Natural-language object grounding data:
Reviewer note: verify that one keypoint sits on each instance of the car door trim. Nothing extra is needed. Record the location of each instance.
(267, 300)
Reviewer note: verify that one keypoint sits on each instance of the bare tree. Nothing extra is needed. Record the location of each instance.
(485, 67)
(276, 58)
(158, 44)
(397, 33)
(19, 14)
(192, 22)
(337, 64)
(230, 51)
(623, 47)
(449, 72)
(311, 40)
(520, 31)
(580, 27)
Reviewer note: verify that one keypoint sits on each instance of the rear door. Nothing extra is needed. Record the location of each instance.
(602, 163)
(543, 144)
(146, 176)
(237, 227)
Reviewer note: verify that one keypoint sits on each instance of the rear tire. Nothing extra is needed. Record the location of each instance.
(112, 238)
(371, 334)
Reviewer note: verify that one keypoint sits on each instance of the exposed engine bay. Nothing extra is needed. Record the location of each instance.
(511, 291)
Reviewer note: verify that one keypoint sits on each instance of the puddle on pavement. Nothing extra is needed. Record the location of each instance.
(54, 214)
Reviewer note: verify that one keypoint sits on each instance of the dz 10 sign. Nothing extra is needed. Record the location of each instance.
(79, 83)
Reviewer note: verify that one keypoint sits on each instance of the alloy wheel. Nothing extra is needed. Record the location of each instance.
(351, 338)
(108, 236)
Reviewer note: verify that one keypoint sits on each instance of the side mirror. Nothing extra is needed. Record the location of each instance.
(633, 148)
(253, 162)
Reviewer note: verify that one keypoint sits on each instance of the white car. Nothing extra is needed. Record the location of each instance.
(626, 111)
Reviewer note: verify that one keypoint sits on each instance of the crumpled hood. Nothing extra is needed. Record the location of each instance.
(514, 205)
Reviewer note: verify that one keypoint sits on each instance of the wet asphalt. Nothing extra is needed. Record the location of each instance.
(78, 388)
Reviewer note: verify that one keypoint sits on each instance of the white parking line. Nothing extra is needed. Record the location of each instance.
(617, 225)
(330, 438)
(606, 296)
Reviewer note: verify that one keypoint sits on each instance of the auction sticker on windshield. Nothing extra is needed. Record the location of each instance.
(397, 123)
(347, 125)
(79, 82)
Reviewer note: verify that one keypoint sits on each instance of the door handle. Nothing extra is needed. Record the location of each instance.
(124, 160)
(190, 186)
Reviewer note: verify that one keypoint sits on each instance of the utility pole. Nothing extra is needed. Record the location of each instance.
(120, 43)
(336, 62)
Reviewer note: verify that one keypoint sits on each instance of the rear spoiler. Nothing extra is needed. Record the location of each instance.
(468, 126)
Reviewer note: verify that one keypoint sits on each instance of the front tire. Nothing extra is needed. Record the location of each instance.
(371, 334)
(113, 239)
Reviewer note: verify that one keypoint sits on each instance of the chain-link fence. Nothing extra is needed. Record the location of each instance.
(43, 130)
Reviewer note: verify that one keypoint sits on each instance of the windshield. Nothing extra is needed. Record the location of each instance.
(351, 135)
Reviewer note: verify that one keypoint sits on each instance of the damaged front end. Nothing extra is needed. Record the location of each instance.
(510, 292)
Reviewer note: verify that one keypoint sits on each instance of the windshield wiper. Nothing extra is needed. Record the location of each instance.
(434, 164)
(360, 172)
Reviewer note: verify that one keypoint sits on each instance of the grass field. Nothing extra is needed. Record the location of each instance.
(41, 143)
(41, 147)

**Task goal:**
What is needed is an exact repetition of all the entries above.

**Output for this exercise:**
Reviewer note: verify that one keypoint sits on each instance of the car door trim. Nothing extra is needed. Record the location of each instance.
(267, 300)
Reviewer note: verify that one keypoint sits on each instance of the bare tree. Nothing extra is needed. Record the location of each instance.
(485, 67)
(276, 58)
(158, 44)
(397, 33)
(19, 14)
(192, 22)
(337, 64)
(230, 51)
(623, 47)
(449, 72)
(311, 40)
(520, 31)
(580, 27)
Reviewer note: verify that one keypoint sits on each instance of the rear door. Nothing extra is needed. Record the location of each instance.
(602, 163)
(543, 144)
(146, 176)
(237, 227)
Reviewer note: verify that one keypoint sits on each instance of the rear tire. Nothing extra is needed. Record the location of each instance.
(112, 238)
(371, 334)
Reviewer note: verify that one keypoint sits on each instance of the exposed engine bay. Nothing extra is needed. Record the location of each instance.
(511, 291)
Reviewer note: verify that one keypoint sits on each instance of the puddle on pavement. Nothing extra is needed. Record the location of each instance.
(54, 214)
Reviewer note: verify that one keypoint sits on each instance of the dz 10 sign. Nothing extra is needed. Record the location of each instance.
(79, 83)
Reviewer note: verify that one keypoint sits on each instance of the alloy wheel. Nothing extra is needed. Record the location of each instance.
(351, 338)
(108, 236)
Reviewer note: verify that one keypoint sits on each instance of the side mirror. Nothing extra is needed. Record the location of each instance.
(633, 148)
(253, 162)
Reviewer note: verify that one keypoint sits on each instance of the white car. Nothing extra is needed. Record the location of each instance.
(626, 111)
Reviewer note: verify that one keypoint sits on each instance of the crumpled hood. Nothing extra is needed. Record the location of each instance.
(514, 205)
Reviewer note: verify that one keypoint sits on each instance of the wet asphalt. Nothing extra is needed. Record the location of each instance.
(78, 388)
Reviewer note: verify that one keypoint sits on each instance of the white parking line. Nothing extra is needed. Record the location of each instance.
(617, 225)
(330, 438)
(606, 296)
Reviewer note: verify that one keypoint sits on each instance of the auction sticker on windshield. Nothing extra is needed. Record the location of each instance.
(397, 123)
(347, 125)
(79, 82)
Reviewer note: verify that one keypoint sits on each instance of the door handle. Nothing extra is needed. Record the location of each instance.
(124, 160)
(190, 186)
Reviewer note: verify that one keypoint sits on each instance of the utility pole. Nothing extra is needed. Record the location of each instance.
(120, 43)
(336, 62)
Reviewer note: verify that one keypoint sits on each instance of the rear spoiler. Nothing extra is needed. Record the location of each instance.
(468, 126)
Reviewer note: verify that one keypoint sits on each instance of the front tire. Nothing extra is needed. Record the location of each instance.
(371, 334)
(113, 239)
Reviewer note: verify that one keypoint sits on each instance of the chain-link fence. Nothing extra is needed. Record the location of each instance.
(43, 130)
Reviewer note: verify that one keypoint sits on each instance of the windshield. Nothing extra is needed. Record the location of each instance.
(351, 135)
Reviewer note: verify that one keypoint sits on each instance of the damaged front end. Nothing extra is needed. Record the location of each instance.
(510, 292)
Reviewer note: verify that one keypoint sits on each instance of the windshield wiper. Nothing extra is needed. Record the location of each instance.
(434, 164)
(360, 172)
Reviewer note: verify that one keypoint sits on each instance of the grass field. Nothing extra is needed. Record the location of each instance.
(41, 143)
(41, 147)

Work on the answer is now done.